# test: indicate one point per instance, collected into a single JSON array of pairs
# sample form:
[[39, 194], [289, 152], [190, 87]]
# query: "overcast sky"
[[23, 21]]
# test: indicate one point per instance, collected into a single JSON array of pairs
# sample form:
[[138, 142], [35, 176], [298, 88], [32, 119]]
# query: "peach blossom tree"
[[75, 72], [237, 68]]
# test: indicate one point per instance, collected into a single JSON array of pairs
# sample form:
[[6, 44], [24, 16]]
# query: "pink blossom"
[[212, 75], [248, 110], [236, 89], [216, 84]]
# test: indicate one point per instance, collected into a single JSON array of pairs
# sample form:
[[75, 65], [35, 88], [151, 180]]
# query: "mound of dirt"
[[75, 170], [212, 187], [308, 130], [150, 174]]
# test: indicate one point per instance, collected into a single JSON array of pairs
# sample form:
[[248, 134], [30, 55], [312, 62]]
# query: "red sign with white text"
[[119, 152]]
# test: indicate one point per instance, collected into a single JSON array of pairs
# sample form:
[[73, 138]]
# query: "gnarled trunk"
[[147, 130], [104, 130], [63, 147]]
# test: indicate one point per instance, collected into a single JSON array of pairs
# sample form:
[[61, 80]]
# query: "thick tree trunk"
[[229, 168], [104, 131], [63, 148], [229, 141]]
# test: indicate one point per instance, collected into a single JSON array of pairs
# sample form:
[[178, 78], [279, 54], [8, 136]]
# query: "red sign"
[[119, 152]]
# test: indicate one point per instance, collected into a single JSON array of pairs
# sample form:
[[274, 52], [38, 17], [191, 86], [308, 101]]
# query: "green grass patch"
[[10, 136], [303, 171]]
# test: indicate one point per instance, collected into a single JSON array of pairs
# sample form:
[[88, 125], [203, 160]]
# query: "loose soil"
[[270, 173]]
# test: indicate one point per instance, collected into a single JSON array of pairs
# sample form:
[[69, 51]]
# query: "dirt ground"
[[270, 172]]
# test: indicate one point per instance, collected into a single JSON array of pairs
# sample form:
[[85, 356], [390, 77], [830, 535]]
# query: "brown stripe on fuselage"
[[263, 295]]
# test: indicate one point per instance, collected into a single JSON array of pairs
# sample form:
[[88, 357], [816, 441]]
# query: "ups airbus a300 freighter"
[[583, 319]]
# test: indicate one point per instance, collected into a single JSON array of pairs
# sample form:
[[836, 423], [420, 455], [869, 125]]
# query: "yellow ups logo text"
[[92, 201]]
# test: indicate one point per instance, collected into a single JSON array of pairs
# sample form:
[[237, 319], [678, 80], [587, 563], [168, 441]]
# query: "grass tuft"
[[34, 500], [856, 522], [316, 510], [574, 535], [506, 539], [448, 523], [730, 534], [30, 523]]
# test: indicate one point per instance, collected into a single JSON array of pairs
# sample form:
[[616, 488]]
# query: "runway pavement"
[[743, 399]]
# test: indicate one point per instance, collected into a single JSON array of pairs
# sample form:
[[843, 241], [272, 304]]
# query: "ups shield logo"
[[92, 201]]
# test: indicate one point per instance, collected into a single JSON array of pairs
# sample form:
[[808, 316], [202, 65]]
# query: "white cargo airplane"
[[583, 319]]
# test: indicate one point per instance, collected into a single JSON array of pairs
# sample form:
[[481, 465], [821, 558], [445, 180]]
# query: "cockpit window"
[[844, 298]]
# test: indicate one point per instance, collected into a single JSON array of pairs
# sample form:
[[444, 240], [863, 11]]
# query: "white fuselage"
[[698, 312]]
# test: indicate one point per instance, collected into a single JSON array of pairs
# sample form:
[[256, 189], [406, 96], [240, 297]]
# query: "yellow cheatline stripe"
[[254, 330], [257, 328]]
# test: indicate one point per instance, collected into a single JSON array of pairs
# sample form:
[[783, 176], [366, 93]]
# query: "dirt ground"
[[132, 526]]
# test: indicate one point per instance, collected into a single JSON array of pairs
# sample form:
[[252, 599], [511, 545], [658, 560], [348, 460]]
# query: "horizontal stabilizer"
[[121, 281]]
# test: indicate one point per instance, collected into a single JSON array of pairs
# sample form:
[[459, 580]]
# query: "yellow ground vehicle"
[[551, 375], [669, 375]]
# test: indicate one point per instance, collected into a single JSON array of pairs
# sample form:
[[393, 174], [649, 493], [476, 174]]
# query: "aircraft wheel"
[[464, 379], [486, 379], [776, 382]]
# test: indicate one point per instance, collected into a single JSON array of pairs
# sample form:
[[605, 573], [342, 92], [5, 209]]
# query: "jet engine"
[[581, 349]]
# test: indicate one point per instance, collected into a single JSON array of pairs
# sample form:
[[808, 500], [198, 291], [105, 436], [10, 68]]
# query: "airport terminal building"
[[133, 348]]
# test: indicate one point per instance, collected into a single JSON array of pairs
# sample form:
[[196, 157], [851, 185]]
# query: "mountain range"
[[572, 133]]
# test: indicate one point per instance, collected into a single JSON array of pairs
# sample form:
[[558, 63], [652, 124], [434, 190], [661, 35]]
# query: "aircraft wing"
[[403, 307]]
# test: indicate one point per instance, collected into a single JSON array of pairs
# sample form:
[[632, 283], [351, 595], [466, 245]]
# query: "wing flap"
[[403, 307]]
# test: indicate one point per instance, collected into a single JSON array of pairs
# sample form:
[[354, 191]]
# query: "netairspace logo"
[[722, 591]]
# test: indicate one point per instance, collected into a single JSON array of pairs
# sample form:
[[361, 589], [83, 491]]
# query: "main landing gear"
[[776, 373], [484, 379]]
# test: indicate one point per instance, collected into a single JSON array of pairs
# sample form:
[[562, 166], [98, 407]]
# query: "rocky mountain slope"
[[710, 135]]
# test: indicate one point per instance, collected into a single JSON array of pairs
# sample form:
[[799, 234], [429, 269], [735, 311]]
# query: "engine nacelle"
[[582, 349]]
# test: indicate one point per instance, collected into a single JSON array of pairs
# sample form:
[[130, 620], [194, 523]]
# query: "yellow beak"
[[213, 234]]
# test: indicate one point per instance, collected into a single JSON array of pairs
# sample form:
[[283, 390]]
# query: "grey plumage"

◇ ◇ ◇

Reproduce the material above precisely, omitting nothing.

- _ANSWER FOR THIS EXERCISE_
# test: indicate one point per instance, collected into a single JSON array of pairs
# sample form:
[[39, 194], [289, 152], [190, 87]]
# query: "overcast sky"
[[23, 21]]
# test: indicate one point per instance, collected into a single JSON array of pairs
# sample form:
[[138, 142], [35, 176], [298, 88], [32, 119]]
# query: "peach blossom tree"
[[75, 72], [237, 68]]
# test: indicate one point per instance, collected into a single JSON array of pairs
# sample form:
[[6, 44], [24, 16]]
# query: "pink blossom"
[[212, 75], [248, 110], [236, 89], [216, 84]]
# test: indicate one point per instance, collected into a single JSON array of pairs
# sample form:
[[75, 65], [35, 88], [151, 180]]
# query: "mound of dirt"
[[75, 170], [212, 187], [308, 130], [150, 174]]
# test: indicate one point per instance, collected into a single JSON array of pairs
# sample form:
[[248, 134], [30, 55], [312, 62]]
# query: "red sign with white text"
[[119, 152]]
# test: indicate one point per instance, collected into a single JSON array of pairs
# sample form:
[[73, 138]]
# query: "gnarled trunk"
[[147, 130], [104, 130], [63, 147]]
# test: indicate one point per instance, collected into a single JSON array of pairs
# sample form:
[[61, 80]]
# query: "thick tree trunk"
[[229, 168], [104, 131], [63, 148], [229, 141]]
# test: indicate one point per instance, collected into a single JSON array of pairs
# sample form:
[[178, 78], [279, 54], [8, 136]]
# query: "red sign"
[[119, 152]]
# test: indicate one point per instance, collected into a single JSON array of pairs
# sample form:
[[274, 52], [38, 17], [191, 86], [308, 101]]
# query: "green grass patch"
[[10, 136], [303, 171]]
# test: indicate one point per instance, collected into a single JSON array of pairs
# sample form:
[[88, 125], [203, 160]]
# query: "loose soil"
[[270, 173]]
# test: indicate one point per instance, collected into a single JSON array of pairs
# sample form:
[[69, 51]]
# query: "dirt ground"
[[270, 172]]
# test: indicate one point per instance, collected into a single JSON array of pairs
# sample form:
[[85, 356], [390, 77], [830, 535]]
# query: "brown stripe on fuselage"
[[263, 295]]
# test: indicate one point per instance, collected into a single JSON array of pairs
# sample form:
[[88, 357], [816, 441]]
# query: "ups airbus a300 freighter"
[[583, 319]]
# test: indicate one point per instance, collected into a single JSON array of pairs
# sample form:
[[836, 423], [420, 455], [869, 125]]
# query: "yellow ups logo text"
[[92, 201]]
# test: indicate one point per instance, collected into a single JSON array of pairs
# sample form:
[[237, 319], [678, 80], [587, 563], [168, 441]]
# query: "grass tuft"
[[34, 500], [856, 522], [316, 510], [574, 535], [506, 539], [448, 523], [730, 534], [30, 523]]
# test: indicate one point per instance, collected into a single JSON array of pairs
# sample form:
[[616, 488]]
# query: "runway pavement"
[[743, 399]]
# test: indicate one point per instance, collected into a single JSON array of pairs
# sample form:
[[843, 241], [272, 304]]
# query: "ups shield logo"
[[92, 201]]
# test: indicate one point per instance, collected into a single JSON array of pairs
# sample form:
[[808, 316], [202, 65]]
# query: "white cargo airplane"
[[583, 319]]
# test: indicate one point per instance, collected into a single JSON array of pairs
# sample form:
[[481, 465], [821, 558], [445, 180]]
# query: "cockpit window"
[[844, 298]]
# test: indicate one point per instance, collected into a single JSON array of pairs
# sample form:
[[444, 240], [863, 11]]
# query: "white fuselage"
[[698, 312]]
# test: indicate one point per instance, collected into a single JSON array of pairs
# sample form:
[[256, 189], [406, 96], [240, 297]]
# query: "yellow cheatline stripe"
[[254, 330], [257, 328]]
# test: indicate one point per instance, collected into a single JSON array of pairs
# sample form:
[[783, 176], [366, 93]]
# query: "dirt ground"
[[132, 526]]
# test: indicate one point per instance, collected into a single JSON array of pairs
# sample form:
[[252, 599], [511, 545], [658, 560], [348, 460]]
# query: "horizontal stabilizer"
[[121, 281]]
# test: indicate one point per instance, collected into a single JSON array of pairs
# sample form:
[[459, 580]]
# query: "yellow ground vehicle"
[[551, 375], [669, 375]]
# test: indicate one point per instance, collected into a single JSON array of pairs
# sample form:
[[393, 174], [649, 493], [476, 174]]
# query: "aircraft wheel"
[[464, 379], [486, 379], [776, 382]]
# test: indicate one point per instance, collected into a single JSON array of pairs
# sample form:
[[605, 573], [342, 92], [5, 209]]
# query: "jet engine"
[[581, 349]]
# test: indicate one point per instance, collected into a single JSON array of pairs
# sample form:
[[808, 500], [198, 291], [105, 436], [10, 68]]
# query: "airport terminal building"
[[133, 348]]
# test: indicate one point per instance, collected into a single JSON array of pairs
# sample form:
[[196, 157], [851, 185]]
# query: "mountain range"
[[572, 133]]
# test: indicate one point per instance, collected into a single JSON array of pairs
# sample form:
[[558, 63], [652, 124], [434, 190], [661, 35]]
# query: "aircraft wing"
[[403, 307]]
# test: indicate one point per instance, collected into a single JSON array of pairs
# sample form:
[[632, 283], [351, 595], [466, 245]]
# query: "wing flap"
[[403, 307]]
# test: indicate one point per instance, collected into a single JSON array of pairs
# sample form:
[[354, 191]]
# query: "netairspace logo"
[[722, 591]]
# test: indicate one point per instance, collected into a single JSON array of pairs
# sample form:
[[361, 589], [83, 491]]
# query: "main landing gear"
[[776, 373], [484, 379]]
# test: indicate one point per instance, collected into a single JSON array of pairs
# sample form:
[[562, 166], [98, 407]]
# query: "rocky mountain slope"
[[710, 135]]
# test: indicate one point per instance, collected into a single JSON array of pairs
# sample form:
[[799, 234], [429, 269], [735, 311]]
# query: "engine nacelle"
[[582, 349]]
# test: indicate one point per instance, collected into a single JSON array of pairs
# sample form:
[[130, 620], [194, 523]]
# query: "yellow beak"
[[213, 234]]
# test: indicate one point per instance, collected into a single JSON array of pairs
# sample form:
[[283, 390]]
# query: "grey plumage"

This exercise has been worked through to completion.